Exercise requirements >> Repeat every entry exactly as it stands. Omit the images.

Natural-language object grounding data
- Opening Delimiter -

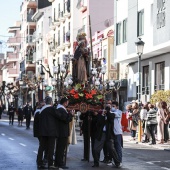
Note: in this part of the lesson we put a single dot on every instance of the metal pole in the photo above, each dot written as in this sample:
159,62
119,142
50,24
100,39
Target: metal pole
91,46
139,95
139,72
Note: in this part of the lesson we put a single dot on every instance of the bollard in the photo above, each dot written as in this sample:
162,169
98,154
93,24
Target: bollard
139,131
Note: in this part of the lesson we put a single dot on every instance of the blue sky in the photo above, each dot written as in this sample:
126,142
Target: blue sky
9,13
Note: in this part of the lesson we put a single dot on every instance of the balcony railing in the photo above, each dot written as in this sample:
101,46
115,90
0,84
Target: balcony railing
145,90
29,59
159,87
12,71
14,40
29,39
26,1
29,18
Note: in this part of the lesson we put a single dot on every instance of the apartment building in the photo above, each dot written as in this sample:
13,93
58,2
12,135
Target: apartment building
11,68
28,26
70,17
149,20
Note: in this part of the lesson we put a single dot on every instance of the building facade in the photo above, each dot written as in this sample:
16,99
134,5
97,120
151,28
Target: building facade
149,20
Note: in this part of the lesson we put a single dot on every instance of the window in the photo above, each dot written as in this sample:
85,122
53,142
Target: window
84,24
159,76
140,23
59,38
69,26
58,10
125,30
54,15
118,34
64,34
145,80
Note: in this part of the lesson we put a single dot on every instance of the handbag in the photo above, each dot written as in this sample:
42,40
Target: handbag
135,123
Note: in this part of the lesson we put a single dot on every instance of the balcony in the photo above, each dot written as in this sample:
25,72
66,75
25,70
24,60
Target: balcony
29,40
13,73
13,41
29,18
145,90
52,26
159,87
12,57
67,13
61,17
30,66
28,4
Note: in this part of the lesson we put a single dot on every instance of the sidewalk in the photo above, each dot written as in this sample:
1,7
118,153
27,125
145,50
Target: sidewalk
165,146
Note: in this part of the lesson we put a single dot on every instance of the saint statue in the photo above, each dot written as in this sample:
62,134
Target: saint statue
81,60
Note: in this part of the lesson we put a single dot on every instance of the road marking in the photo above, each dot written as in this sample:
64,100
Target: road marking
152,162
10,138
165,168
167,161
22,144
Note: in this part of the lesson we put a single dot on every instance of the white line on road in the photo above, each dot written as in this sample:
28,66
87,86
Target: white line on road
10,138
167,161
165,168
152,162
22,144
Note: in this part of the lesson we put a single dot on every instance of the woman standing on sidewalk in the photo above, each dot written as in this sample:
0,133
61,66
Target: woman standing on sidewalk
151,123
161,121
166,124
133,116
20,116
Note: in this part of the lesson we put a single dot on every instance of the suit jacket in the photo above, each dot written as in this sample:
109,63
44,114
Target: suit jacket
49,121
108,121
64,120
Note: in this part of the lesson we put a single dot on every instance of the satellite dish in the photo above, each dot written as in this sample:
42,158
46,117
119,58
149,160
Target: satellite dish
107,23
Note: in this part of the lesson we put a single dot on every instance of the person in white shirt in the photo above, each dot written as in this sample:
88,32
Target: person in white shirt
118,140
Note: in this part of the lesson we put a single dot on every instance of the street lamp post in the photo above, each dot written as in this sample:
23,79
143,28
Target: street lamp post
139,46
42,79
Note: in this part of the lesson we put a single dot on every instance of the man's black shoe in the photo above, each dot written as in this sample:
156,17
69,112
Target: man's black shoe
41,167
95,165
53,167
64,167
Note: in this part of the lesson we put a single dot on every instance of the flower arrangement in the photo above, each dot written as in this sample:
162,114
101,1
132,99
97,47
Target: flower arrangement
79,93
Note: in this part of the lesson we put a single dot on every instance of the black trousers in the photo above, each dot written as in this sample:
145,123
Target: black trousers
98,146
86,143
152,128
166,133
28,120
11,118
92,145
60,150
46,143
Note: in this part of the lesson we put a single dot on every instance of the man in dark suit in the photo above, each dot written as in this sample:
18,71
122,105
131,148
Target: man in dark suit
11,112
62,141
28,111
48,131
105,133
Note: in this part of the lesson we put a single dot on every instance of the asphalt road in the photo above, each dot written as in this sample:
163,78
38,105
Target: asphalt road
18,149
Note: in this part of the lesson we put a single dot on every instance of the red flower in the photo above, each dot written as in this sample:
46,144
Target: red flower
84,91
72,92
76,96
88,96
93,92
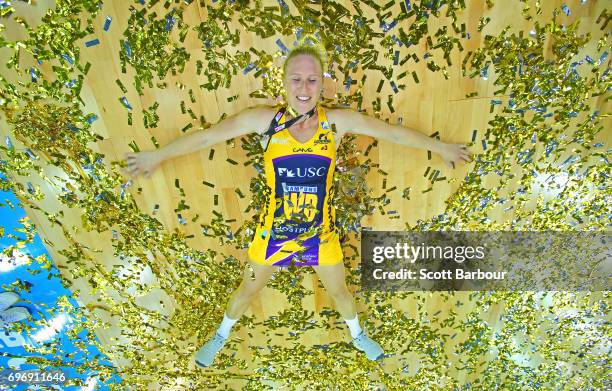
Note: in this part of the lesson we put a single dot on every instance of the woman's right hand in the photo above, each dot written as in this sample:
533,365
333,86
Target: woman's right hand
142,163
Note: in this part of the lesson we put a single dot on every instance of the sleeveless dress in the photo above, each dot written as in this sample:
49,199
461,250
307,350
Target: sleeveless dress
297,224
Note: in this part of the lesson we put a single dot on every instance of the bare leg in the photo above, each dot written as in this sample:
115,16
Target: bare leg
333,280
254,279
252,283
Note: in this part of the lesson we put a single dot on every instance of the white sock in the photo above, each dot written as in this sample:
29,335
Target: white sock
354,326
226,326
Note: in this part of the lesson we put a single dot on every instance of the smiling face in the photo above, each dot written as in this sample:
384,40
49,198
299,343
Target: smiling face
303,82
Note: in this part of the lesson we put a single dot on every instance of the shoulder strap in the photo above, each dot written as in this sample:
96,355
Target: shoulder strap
275,127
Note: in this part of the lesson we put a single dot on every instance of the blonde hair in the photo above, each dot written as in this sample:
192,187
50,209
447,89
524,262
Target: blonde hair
308,45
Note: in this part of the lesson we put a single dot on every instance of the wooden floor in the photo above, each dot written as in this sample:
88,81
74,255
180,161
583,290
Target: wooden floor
434,104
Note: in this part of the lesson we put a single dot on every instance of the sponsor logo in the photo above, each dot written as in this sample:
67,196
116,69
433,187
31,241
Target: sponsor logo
300,149
298,189
322,139
279,141
302,172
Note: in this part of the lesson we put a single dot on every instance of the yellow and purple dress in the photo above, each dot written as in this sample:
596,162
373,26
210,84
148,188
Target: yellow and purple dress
298,222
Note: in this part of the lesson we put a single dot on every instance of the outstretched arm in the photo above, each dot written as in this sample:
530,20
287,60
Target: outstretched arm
250,120
350,121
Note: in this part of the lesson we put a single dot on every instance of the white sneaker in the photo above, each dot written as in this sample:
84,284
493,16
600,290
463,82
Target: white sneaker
367,345
205,356
7,299
12,315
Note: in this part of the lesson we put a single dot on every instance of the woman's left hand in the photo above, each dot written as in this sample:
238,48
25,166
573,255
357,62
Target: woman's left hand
451,153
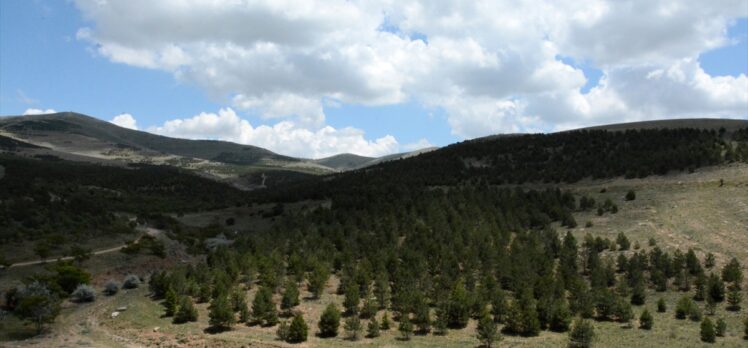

- Closing Delimiter -

Response to the task >>
Note: in this part of the lesson we put a single dot on every instance of the metal pole in the photo above, each dot written as in this sample:
159,62
119,142
50,24
100,39
Target: metal pole
91,46
139,95
139,72
Note: in this part of the lesson we put a single dot on every instance of the bollard in the photo above, each dot written as in this sample:
162,169
98,154
93,24
Target: bollard
139,131
Note: in this part of the lesson we put a single dot on every instance of the blue sky in the photo above, each dot written as in this sample:
126,142
Target: blue sky
9,13
Note: in this part of the lesson we put a single dot on every instance of the balcony railing in the photo above, each dot written as in this sample:
101,46
115,90
0,84
Target: balcony railing
145,90
29,59
159,87
12,71
14,40
29,39
26,1
29,18
Note: in this part of the lesson we put a single dot on every instance of the apartment building in the photo above, each dot written as in this sample:
13,93
58,2
12,135
Target: apartment building
11,68
28,26
70,17
149,20
Note: in this part of the lesson we put a single dot on every instance of the building facade in the photo above, each dot written as in this sample:
16,99
134,5
97,120
151,28
Target: building facade
149,20
Note: in this part of the lesson we put a single dot on every instance of the window in the photo above, each dot written as in this sample:
85,122
53,142
Target: window
84,24
159,76
140,23
59,38
69,26
58,10
125,30
54,15
118,34
64,34
145,80
Note: in this part of the lesson we put a single dot on every instance of the handbag in the photo above, each dot written as in this sample:
42,40
Target: handbag
135,123
Note: in this part of the lesson we put a single dot on every instance of the balcony in the photo above, each dot written as in this sample:
25,72
66,75
25,70
24,60
Target: balcony
29,40
13,73
13,41
29,18
145,90
52,26
159,87
12,57
67,13
61,17
30,66
28,4
Note: in this part of the lesson we put a single dot on every instance of the sidewalk in the photo above, each dot written as in this sample:
1,7
118,153
27,125
145,50
Target: sidewalk
165,146
Note: in this part of the lesson we put a single dot on every instance of the saint statue in the photo above, each dot written as in this sample:
62,134
Target: saint statue
81,60
Note: in this part of the lesson we put a single dot on every instance of the road marking in the photo above, each dot written as in this sample:
64,100
Target: road marking
152,162
10,138
165,168
167,161
22,144
Note: in this part of the lesson we put a single dot on every instance of the white line on road in the photo above, each dot written as in this sample:
28,66
87,86
Target: white line on road
10,138
167,161
165,168
152,162
22,144
Note: in this part of the lesson we put a single dot on every instance of the woman standing on sidewalk in the photo above, each dot written as in this sample:
0,133
61,66
Target: woman standing on sidewalk
151,123
161,121
166,124
133,116
20,116
Note: in this part of the lesson we put a single dot on every instance of the suit jacket in the photo above, each dot written as in this sample:
109,63
44,114
Target: suit jacket
49,121
108,121
64,120
Note: in this part of the lesson we put a single dot on every instance of the satellite dish in the photo above, each dot written as in this sample:
42,158
46,117
119,58
149,160
Target: satellite dish
107,23
Note: in this part of the lesson we put a single dot on every instance of the person in white shirt in the photo above, each dot written as in this sample:
88,32
Target: person in white shirt
118,140
Note: in this part of the lesson we put a single dot on every instance of the street lamp post in the photo above, each dot written as in this sample:
23,79
143,28
Target: street lamp post
139,46
42,79
Note: in this part of the lesson we put a single dot on every instance of the man's black shoe in the photo above, each dot written as in this sample:
156,17
69,112
Target: man's black shoe
41,167
95,165
53,167
64,167
Note: in this part of the lesson we put a single dot on every instance of the flower arrangement in the photo above, each dot written as in this sample:
162,114
101,1
132,99
97,47
Target: flower arrangement
79,93
Note: in this part of the lesson we put a single dot on every instance of the black trousers in the photo above, each dot written as in this sample:
145,123
Target: black trousers
98,146
86,143
152,128
166,133
28,120
11,118
92,145
60,150
46,143
Note: in this part of the lesson we put a single dot on every instance of the man in dark suit in the photo above, each dot written as in this sample:
18,71
122,105
131,148
Target: man in dark suit
11,112
62,141
28,111
48,131
105,133
Note: in this part of the lesson we put a single dot on every instance of the asphalt road in the photo above, each dot written as in this sample:
163,78
38,105
Target: asphalt road
18,149
Note: in this part of the lesson we put a single dot on every instance of the red flower in the photo above, each dot written as in this sample:
46,144
Target: red flower
84,91
72,92
76,96
88,96
93,92
Note: in this part of the lesson we put a single dot on every instance of the woman's right hand in the photo above, each dot written as in this sample:
533,365
333,86
Target: woman's right hand
142,163
Note: in this part of the lesson we put a single dot on every instance of the sleeveless dress in the photo above, each dot written as in this sample:
49,199
461,250
307,350
Target: sleeveless dress
297,224
Note: in this part of the lesson we put a single dot on every instance of the bare leg in the photo above, each dot written as in this sample:
115,16
Target: bare leg
333,280
254,279
252,283
Note: in this part of the lesson we put a single dot on every instance of the white sock in the photo above, each dot written as in this sample:
29,335
Target: white sock
354,326
226,326
Note: in this part of the lesson we put a single dot on every instance of the smiling face in the photo above, each dot written as in this sample:
384,40
49,198
299,343
Target: smiling face
303,82
Note: in this part of the lesson we put a single dot on every instance of the shoulder strap in the photo above, each dot written as in this sample:
96,355
Target: shoulder strap
275,127
Note: in this part of the lesson we put a single dot on every instance of the blonde hair in the photo above, each dot written as in this sample:
192,187
50,209
447,89
524,262
Target: blonde hair
308,45
Note: in this part of the lesson we put a single dot on every instance of the wooden floor in the photo above, each dot written as in this sample:
88,81
74,255
180,161
583,290
Target: wooden floor
434,104
Note: in this part of the lesson we put a single dot on every instance of the sponsor logo in the photo above, each dot written as in this sample:
67,196
116,69
433,187
31,241
Target: sponsor logo
300,149
298,189
322,139
279,141
302,172
Note: in this part of the lesson we put a single dot on every instance of the yellow and purple dress in the photo above, each dot written as in this sample:
596,162
373,26
210,84
148,188
Target: yellow and purple dress
298,222
Note: in this part of the lesson we put a single dot on every instance of the outstretched arm in the photo above, each dot written as in this sample:
530,20
287,60
Target: outstretched arm
250,120
350,121
Note: in this part of the lesson we put a single dot on every instance of the white sneaker in the photo above, each dot written as in this sample:
84,284
493,16
600,290
463,82
Target: white sneaker
367,345
205,356
7,299
12,315
Note: in this part of the lesson we put a single dot on every instance of the woman's left hand in the photo above, each dot written as in this sample:
238,48
25,166
573,255
357,62
Target: woman's left hand
451,153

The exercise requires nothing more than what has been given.